WHAT YOU HAVE TO DO:
Your response should consist of every entry, unchanged.
***** RECORDED DATA *****
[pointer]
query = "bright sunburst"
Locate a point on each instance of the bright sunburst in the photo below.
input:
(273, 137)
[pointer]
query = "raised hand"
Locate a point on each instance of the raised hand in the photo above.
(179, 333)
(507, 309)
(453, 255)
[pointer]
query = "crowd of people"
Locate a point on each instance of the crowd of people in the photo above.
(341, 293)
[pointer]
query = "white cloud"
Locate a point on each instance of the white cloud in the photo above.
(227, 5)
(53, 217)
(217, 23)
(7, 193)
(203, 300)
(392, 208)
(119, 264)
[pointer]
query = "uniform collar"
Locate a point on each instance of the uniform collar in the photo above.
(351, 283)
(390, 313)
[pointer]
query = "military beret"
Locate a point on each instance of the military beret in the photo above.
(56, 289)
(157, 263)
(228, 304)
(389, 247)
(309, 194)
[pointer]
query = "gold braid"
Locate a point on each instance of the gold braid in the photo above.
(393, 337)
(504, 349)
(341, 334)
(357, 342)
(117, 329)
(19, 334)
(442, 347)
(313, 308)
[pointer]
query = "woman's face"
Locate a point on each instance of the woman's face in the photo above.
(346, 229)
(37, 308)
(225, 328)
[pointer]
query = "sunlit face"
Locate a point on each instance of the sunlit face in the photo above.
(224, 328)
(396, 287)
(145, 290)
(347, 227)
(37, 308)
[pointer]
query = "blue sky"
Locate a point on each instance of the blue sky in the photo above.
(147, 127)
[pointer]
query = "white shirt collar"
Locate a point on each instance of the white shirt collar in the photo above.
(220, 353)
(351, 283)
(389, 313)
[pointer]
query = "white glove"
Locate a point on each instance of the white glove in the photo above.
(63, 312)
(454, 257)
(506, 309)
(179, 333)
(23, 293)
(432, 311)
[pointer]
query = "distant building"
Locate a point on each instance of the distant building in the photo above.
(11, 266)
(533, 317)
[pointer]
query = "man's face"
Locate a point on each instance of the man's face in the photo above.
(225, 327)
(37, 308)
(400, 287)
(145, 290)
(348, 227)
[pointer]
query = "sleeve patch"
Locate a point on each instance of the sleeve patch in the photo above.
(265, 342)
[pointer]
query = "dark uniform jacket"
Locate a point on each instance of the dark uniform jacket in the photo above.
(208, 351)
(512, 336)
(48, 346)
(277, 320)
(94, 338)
*****
YOUR RESPONSE:
[pointer]
query = "bright sunburst"
Locate a point on each instance of the bright sunburst in the photo below.
input:
(273, 137)
[pointer]
query = "raised hand"
Locate a point on each instance of the raised hand in the photo above.
(179, 333)
(507, 309)
(453, 255)
[pointer]
query = "crowd of people"
Locate a point on each instance of the crowd of people in the photo above.
(341, 293)
[pointer]
query = "white cloud"
Locate a point on each instance of the white cloud in the photo above.
(227, 5)
(53, 217)
(217, 23)
(7, 193)
(203, 300)
(392, 208)
(119, 264)
[pointer]
query = "uniform collar"
Locate a point on each instance of the uniform collar in the photo above.
(351, 283)
(390, 313)
[pointer]
query = "military beret"
Locate a point on each instance of the military beret in the photo above.
(56, 289)
(157, 263)
(228, 304)
(389, 247)
(309, 194)
[pointer]
query = "gold braid"
Locate a point on each instance of the gold braid in the photo above.
(393, 337)
(504, 349)
(341, 334)
(357, 342)
(117, 329)
(19, 334)
(442, 347)
(313, 308)
[pointer]
query = "woman's face"
Locate a point on each instance of the woman's face in the photo above.
(346, 229)
(37, 308)
(225, 328)
[pointer]
query = "sunlit face"
Locate a point on each instance of the sunlit face in the photo above.
(224, 328)
(396, 287)
(145, 290)
(347, 227)
(37, 308)
[pointer]
query = "blue sky"
Locate a point on each instance of the blue sky in the photo above.
(147, 127)
[pointer]
query = "white shirt collar"
Locate a point on each instance of the white shirt collar in the photo above.
(220, 353)
(351, 283)
(389, 313)
[pointer]
query = "white glove"
Locate a point on each instance of the white glove in the photo above.
(63, 312)
(454, 257)
(506, 309)
(179, 333)
(23, 293)
(432, 311)
[pointer]
query = "distant building"
Locate a point on each instance of the distant building in the photo above.
(11, 266)
(533, 317)
[pointer]
query = "man's face"
Locate a point on each instance of the man's face in the photo above.
(225, 327)
(37, 308)
(400, 287)
(145, 290)
(348, 227)
[pointer]
query = "sleeve patch"
Locate a point on each instance of the sleeve patch in the photo above.
(265, 342)
[pointer]
query = "dark uniform jacket"
Locate a point on each instance of the dark uniform jacket in the photo above.
(208, 351)
(512, 336)
(48, 346)
(277, 320)
(94, 338)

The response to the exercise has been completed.